■ Tasks and exercises
1. Reproduce the portion of the article on rethinking education during the pandemic between "Detroit—As schools and" and "COVID-19 safety practices.", inclusive.
2. According to the article on rethinking education during the pandemic, what did the switch to virtual education place question marks over? List each item.
3. In the article on rethinking education during the pandemic, where did the Brentano Elementary School teachers work?

■ Passage shown
====================

Pandemic prompts rethinking education

January 31, 2021

From the January-February 2021 issue of News & Letters

Detroit—As schools and colleges resume after the holiday break, both students and teachers are rebelling against the mis-education the mis-handled pandemic has wrought. The majority of the 24 children in a fourth-grade class in Detroit—Black, Latinx and white students—have not tuned in to their virtual class. They’ve dropped out. Their young teacher, in a desperate effort to engage them, tells the two or three who are doing their work, “You can’t talk now”—which discourages them further.

In Chicago, Mayor Lori Lightfoot ordered teachers and students back to classrooms on the grounds that remote learning was leaving disproportionate numbers of Black and Latinx students behind. But Brentano Elementary School teachers worked outdoors in sub-freezing temperatures because they did not think their building had adequate COVID-19 safety practices.

Mayor Lightfoot is not wrong to state that remote learning is alienating increasingly large numbers of students. But Chicago teachers feel that the decision to re-open at this time—as COVID-19 cases are rising nationwide after the holiday travels—is not supported by data and is disrespectful to staff and students. “I also want them to stop using equity as an excuse to open buildings when it’s really not safe. That’s not what equity is,” said one teacher.

POLICY OVER SAFETY

Teachers, parents and students all across the country report similar concerns about student engagement and motivation, beyond the frustrations of technology failures. But some are generating better ideas. One Michigan school superintendent advocates individualized learning for all students, which would require everything from legislation to more funds,` to a changed mindset. Another former teacher’s philosophical approach, shared on Facebook, is even more deeply grounded in the students’ needs:

“In our determination to ‘catch them up,’ I fear that we will lose who they are and what they have learned during this unprecedented era. What on earth are we trying to catch them up on?…When the children return to school, they will have returned with a new history that we will need to help them identify and make sense of. When the children return to school, we will need to listen to them. Let their stories be told. They have endured a year that has no parallel in modern times. There is no assessment that applies to who they are or what they have learned. Remember, their brains did not go into hibernation during this year…

LEARNING, NOT TESTING

“They need be given as many tools as we can provide to nurture resilience and help them adjust to a post pandemic world.… Our children have so much to share… This will help them—and us—achieve a lot more than can be measured by any assessment tool ever devised.”

The pandemic and the massive switch to virtual education upended the social and political foundation of education, placing question marks over curriculum, teaching and evaluation methods. Moreover, the deep divides in student achievement are much greater than technological inequities affecting poorer, Black and Brown children. Fundamental assumptions underlying society’s financial support for education and the very purpose of schooling in the U.S. are up for debate.

Out of this mess comes an opportunity to address basic issues. Most immediately, educators can be thinking about ways to help students reflect and build on what they have learned, in school or out, and to figure out how to allow those experiences to “count.”

====================

■ Data
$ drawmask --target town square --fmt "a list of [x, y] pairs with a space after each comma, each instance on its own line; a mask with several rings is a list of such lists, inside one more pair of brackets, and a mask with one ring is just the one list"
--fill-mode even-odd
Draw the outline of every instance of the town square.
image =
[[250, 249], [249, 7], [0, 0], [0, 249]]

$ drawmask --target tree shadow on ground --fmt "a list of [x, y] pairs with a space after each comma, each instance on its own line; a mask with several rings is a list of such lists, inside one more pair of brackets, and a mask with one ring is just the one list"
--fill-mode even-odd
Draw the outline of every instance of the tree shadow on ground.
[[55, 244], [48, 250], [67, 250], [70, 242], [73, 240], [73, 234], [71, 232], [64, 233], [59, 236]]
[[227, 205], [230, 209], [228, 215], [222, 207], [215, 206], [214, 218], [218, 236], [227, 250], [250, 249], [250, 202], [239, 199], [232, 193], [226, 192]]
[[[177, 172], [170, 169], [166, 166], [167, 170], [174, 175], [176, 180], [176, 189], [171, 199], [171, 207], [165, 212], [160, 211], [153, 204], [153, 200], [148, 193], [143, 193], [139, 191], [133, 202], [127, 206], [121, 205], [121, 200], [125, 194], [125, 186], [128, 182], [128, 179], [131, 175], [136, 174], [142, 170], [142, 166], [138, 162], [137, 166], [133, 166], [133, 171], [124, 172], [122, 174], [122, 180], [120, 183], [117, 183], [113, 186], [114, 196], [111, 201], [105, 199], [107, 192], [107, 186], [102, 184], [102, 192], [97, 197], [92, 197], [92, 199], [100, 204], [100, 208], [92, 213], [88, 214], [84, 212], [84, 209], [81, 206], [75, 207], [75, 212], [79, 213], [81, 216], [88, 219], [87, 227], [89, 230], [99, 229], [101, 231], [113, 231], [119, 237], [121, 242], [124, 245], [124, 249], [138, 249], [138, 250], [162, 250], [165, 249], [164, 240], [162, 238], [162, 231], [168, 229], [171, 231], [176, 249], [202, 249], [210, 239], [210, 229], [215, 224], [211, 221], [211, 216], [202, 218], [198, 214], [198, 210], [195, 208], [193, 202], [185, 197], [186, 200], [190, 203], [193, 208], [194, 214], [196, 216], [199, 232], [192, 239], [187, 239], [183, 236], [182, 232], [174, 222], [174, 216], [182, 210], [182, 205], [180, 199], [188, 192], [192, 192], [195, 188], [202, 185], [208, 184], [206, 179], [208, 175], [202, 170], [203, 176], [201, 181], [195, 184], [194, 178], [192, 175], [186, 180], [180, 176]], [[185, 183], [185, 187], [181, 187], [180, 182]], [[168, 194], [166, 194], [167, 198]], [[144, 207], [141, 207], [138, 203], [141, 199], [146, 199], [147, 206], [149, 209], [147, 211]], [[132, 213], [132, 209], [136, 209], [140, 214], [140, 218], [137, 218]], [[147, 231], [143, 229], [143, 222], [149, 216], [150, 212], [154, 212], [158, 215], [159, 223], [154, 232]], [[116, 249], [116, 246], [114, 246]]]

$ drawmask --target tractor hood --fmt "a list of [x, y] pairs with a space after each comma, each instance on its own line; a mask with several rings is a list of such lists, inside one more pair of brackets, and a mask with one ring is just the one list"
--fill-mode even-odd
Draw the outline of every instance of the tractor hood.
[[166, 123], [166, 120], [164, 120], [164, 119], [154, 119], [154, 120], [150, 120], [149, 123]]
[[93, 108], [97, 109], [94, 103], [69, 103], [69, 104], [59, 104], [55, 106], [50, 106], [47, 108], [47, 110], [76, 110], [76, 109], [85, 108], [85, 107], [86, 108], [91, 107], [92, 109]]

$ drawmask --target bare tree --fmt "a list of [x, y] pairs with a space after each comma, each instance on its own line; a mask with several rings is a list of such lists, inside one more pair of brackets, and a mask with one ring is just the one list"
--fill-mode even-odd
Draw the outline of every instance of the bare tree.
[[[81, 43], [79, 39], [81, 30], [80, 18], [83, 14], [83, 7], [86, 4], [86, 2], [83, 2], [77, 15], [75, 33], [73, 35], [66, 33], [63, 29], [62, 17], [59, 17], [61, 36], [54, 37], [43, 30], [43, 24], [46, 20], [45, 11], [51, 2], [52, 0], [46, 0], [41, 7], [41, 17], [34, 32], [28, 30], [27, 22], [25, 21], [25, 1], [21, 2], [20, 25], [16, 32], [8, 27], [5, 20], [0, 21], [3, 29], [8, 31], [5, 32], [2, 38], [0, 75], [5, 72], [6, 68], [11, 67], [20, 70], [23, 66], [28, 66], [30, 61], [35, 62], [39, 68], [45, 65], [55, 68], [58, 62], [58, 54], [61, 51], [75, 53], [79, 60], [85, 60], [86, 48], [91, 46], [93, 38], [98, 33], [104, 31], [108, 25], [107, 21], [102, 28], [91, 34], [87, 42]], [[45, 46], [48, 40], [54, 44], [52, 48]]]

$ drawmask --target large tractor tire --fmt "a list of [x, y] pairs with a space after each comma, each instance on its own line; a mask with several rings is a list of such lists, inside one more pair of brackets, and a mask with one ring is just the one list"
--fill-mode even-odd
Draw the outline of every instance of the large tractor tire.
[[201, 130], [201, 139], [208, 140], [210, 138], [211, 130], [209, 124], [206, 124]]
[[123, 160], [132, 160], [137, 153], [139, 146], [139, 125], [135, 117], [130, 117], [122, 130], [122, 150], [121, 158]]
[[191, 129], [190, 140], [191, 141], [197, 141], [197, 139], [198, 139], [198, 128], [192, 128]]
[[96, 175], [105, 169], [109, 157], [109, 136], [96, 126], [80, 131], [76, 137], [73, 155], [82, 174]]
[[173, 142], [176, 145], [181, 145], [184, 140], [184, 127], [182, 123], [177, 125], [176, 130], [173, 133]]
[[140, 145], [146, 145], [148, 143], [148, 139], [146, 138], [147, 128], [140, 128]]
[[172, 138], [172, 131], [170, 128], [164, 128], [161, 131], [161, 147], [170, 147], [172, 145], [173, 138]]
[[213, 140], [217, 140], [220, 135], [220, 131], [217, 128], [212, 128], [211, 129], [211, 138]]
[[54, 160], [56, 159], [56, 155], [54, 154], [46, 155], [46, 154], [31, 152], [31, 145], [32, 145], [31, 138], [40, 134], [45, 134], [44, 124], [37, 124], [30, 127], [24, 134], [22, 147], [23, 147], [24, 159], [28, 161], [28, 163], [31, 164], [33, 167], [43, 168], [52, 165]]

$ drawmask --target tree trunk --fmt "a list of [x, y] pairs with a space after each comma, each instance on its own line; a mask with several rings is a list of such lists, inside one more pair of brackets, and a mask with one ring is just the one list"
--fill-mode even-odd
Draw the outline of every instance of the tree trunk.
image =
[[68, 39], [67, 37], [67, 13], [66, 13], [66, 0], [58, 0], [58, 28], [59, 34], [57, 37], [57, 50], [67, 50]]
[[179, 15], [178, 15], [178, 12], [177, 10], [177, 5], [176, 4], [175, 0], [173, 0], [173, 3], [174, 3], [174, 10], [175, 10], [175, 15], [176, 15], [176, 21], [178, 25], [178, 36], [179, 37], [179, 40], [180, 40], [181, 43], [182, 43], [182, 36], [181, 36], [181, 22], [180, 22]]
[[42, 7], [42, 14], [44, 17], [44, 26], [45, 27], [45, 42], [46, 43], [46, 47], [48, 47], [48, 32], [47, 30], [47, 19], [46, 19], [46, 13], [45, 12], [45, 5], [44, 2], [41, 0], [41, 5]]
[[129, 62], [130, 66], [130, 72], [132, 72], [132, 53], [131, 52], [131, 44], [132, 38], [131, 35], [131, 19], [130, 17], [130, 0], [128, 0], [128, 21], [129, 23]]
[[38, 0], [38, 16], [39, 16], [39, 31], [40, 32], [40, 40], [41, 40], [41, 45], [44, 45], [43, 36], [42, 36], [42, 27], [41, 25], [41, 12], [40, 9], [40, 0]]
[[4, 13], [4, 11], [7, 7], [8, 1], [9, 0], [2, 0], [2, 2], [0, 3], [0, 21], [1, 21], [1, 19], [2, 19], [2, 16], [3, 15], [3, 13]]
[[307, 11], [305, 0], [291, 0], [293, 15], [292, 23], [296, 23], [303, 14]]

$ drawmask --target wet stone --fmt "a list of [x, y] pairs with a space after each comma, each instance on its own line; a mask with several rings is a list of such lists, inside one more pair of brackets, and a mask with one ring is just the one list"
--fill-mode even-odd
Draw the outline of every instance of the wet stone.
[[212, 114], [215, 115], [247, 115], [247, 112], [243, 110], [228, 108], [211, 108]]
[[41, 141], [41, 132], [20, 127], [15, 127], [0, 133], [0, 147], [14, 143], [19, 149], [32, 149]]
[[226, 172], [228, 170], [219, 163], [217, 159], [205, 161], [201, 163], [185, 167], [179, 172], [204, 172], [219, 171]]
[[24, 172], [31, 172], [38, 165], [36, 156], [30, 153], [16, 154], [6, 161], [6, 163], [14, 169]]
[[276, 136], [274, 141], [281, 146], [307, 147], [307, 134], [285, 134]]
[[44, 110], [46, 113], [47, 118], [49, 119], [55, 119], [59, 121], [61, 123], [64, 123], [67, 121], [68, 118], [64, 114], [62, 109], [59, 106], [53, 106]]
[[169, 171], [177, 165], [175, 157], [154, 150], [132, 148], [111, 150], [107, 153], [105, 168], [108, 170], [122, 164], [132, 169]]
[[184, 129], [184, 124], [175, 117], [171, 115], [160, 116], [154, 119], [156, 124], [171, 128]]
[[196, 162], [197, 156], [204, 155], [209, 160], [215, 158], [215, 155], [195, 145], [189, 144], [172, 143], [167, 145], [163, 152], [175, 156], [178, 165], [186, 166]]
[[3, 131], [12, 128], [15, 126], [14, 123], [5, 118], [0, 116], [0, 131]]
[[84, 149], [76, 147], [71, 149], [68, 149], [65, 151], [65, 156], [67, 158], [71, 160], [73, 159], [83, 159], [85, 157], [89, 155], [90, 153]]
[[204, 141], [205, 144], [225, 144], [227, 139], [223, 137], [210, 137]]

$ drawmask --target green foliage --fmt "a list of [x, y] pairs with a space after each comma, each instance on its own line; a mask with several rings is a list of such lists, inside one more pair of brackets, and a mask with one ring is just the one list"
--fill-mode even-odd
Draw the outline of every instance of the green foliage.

====================

■ Task-by-task solutions
1.
Detroit—As schools and colleges resume after the holiday break, both students and teachers are rebelling against the mis-education the mis-handled pandemic has wrought. The majority of the 24 children in a fourth-grade class in Detroit—Black, Latinx and white students—have not tuned in to their virtual class. They’ve dropped out. Their young teacher, in a desperate effort to engage them, tells the two or three who are doing their work, “You can’t talk now”—which discourages them further.

In Chicago, Mayor Lori Lightfoot ordered teachers and students back to classrooms on the grounds that remote learning was leaving disproportionate numbers of Black and Latinx students behind. But Brentano Elementary School teachers worked outdoors in sub-freezing temperatures because they did not think their building had adequate COVID-19 safety practices.

2. Curriculum, teaching, and evaluation methods.

3. They worked outdoors in sub-freezing temperatures.